Dataset records START

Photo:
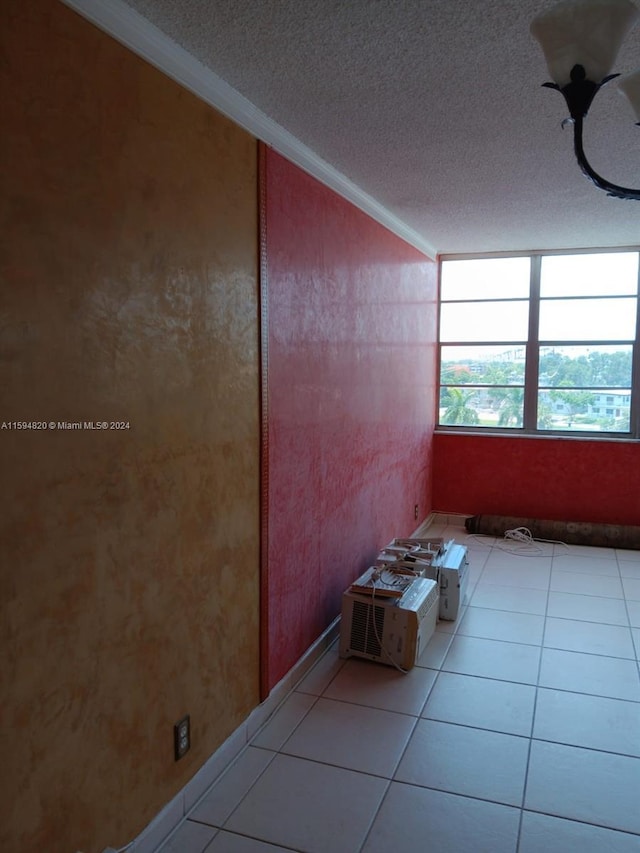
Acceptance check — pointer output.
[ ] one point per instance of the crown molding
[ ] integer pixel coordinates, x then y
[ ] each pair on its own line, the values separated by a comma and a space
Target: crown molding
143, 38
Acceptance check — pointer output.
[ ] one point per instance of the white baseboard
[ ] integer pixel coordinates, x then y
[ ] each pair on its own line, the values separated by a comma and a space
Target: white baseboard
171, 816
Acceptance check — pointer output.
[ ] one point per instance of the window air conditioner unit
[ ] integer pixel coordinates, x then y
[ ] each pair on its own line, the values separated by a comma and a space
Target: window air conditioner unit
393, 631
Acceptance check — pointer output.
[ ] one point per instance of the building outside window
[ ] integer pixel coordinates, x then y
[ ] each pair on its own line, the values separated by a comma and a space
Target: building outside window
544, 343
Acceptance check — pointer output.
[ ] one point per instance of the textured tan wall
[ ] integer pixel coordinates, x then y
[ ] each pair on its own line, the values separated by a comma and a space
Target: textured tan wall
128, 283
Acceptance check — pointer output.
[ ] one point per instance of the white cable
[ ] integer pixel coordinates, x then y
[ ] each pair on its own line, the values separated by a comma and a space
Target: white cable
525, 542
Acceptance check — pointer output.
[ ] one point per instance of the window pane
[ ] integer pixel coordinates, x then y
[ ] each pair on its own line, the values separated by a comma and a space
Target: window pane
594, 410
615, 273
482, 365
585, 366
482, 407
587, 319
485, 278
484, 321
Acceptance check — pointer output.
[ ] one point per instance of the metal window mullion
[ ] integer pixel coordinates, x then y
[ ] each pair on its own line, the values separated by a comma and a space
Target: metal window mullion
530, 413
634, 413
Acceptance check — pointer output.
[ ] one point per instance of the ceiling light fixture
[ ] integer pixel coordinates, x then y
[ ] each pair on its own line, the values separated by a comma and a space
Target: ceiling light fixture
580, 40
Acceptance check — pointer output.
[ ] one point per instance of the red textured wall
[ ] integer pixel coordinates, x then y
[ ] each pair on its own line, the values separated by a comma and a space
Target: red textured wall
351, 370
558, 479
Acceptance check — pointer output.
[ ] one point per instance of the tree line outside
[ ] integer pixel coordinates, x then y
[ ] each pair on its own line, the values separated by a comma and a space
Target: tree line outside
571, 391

Dataset records END

▶ [Exercise] Write out the full listing verbatim, excluding its pictures.

▶ [Reply to the exercise]
Photo:
Acceptance check — pointer output.
[ ] one point per instance of the crown molding
[ ] integer pixel coordinates, x then y
[ ] each pair on its own line, the values separated by a comma and a space
Target: crown molding
143, 38
Acceptance check — pointer output.
[ ] one point per instance of the white baseboard
[ ] integer pixel coordinates, x then y
[ ] each pair on its own line, the values separated by a comma and a space
Target: white baseboard
171, 816
Acceptance check — pointer output.
[ ] one point per instance of the window air conditioner unit
[ ] integer pixel coordinates, x then y
[ ] each pair on its own line, the values separated by a comma and a space
Target: window air conditioner unit
393, 631
Acceptance check — pointer output.
[ ] one point per instance of the building outside window
[ ] integer pixel coordinates, x then y
[ ] each pair on its own line, the values separated by a comma and a space
Target: building outside window
544, 343
Acceptance check — pointer output.
[ ] one point per instance of the textured tan wall
[ ] integer pixel coordinates, x then y
[ ] each pair on its own line, the values separated by a comma and a space
Target: textured tan wall
128, 283
Acceptance check — pointer output.
[ ] one point per instance of the white cable
[ ] integer pixel coordinates, x then y
[ ] each pair on its own line, the values separated by a comma and a space
Target: white cable
525, 542
Acceptance check — pointer output.
[ ] one point per instance of the window pane
[ ] integer pixel coordinates, x then y
[ ] each pair on its own line, the values separated by a comma and a space
Target: window pane
594, 410
615, 273
482, 365
585, 366
482, 407
587, 319
485, 278
484, 321
Acceptance check — pointer output.
[ ] one point per instance of the metal window mullion
[ ] integer pixel coordinates, x then y
[ ] each pair on its own line, the values separated by a comma and a space
Target: metal window mullion
530, 413
634, 413
Acceptance check — pointer output.
[ ] one point per instance of the ceiling light fixture
[ ] integer pixel coordinates, x then y
[ ] each pair on its own line, the values separated by a comma and a space
Target: ceiling light fixture
580, 40
Acceptance check — pointer output.
[ ] one point per instance of the red textured wall
[ ] integer pixel coordinates, x then y
[ ] each pair on its own line, the values separated by a comma and a space
Target: red textured wall
351, 370
558, 479
Acceptance check — pointer output.
[ ] one point per instance of the tree line outside
[ ] integer pixel coordinates, x then y
[ ] each pair on its own line, the values separated by a comma and a space
Target: tree line outside
571, 391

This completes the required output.